--- RECORD LIST ---
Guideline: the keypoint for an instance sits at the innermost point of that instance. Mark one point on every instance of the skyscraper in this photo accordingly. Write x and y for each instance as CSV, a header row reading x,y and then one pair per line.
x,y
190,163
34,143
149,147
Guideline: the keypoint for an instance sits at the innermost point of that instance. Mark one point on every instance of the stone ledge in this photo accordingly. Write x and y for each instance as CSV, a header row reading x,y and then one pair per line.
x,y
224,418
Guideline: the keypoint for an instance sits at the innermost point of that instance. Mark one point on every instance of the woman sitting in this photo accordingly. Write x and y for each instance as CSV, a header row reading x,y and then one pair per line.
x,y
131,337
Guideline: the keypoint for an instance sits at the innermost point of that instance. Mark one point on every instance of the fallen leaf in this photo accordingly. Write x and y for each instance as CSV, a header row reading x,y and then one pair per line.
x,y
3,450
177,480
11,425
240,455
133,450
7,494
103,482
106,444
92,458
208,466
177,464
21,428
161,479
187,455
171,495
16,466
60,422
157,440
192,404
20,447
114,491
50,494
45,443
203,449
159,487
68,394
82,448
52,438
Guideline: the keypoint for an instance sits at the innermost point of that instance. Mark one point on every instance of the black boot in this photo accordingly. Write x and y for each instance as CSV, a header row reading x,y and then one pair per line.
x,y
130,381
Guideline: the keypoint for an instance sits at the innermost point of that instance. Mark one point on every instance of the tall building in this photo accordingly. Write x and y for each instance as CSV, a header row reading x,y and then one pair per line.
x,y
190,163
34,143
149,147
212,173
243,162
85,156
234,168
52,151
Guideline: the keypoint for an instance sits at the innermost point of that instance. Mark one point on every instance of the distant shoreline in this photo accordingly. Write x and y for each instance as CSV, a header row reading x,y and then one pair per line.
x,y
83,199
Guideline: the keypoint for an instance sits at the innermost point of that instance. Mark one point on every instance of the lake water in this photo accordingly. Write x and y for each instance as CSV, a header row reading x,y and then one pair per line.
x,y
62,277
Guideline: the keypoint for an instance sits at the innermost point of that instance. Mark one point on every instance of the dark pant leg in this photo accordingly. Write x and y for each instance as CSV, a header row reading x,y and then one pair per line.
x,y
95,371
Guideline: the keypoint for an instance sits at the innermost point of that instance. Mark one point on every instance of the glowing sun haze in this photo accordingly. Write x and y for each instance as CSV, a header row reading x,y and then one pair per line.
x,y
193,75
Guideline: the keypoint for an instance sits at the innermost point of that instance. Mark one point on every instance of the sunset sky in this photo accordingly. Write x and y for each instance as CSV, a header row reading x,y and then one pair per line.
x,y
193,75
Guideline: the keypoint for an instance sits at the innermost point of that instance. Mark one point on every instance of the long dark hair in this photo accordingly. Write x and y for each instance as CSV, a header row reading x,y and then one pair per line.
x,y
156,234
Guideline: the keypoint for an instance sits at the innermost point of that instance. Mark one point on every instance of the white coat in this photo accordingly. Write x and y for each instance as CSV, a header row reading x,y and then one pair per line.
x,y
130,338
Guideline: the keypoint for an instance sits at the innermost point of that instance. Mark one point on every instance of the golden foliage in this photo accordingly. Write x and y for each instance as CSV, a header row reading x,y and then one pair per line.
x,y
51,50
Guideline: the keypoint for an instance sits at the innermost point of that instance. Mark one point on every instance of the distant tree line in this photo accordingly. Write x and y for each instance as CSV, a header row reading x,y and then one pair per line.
---
TASK TO COMPLETE: Edit the data from the line containing "of the golden" through the end of the data, both ends included, changing "golden foliage" to "yellow foliage" and leaving everything else unchanged. Return only those lines.

ANSWER FOR THE TASK:
Guideline: the keypoint for an instance sits at the innermost point of that instance. Mark one point on every instance of the yellow foliage in this photo accordingly. Write x and y for each instance as CSV, a header row reading x,y and then one pair per line.
x,y
51,50
Guideline: the keypoint for an instance sits at the innermost point of that instance. Mark one point on every instance of the distant tree line in this photo accordingly. Write x and y for each instance as CSV, a header row reading x,y and then one pair per line.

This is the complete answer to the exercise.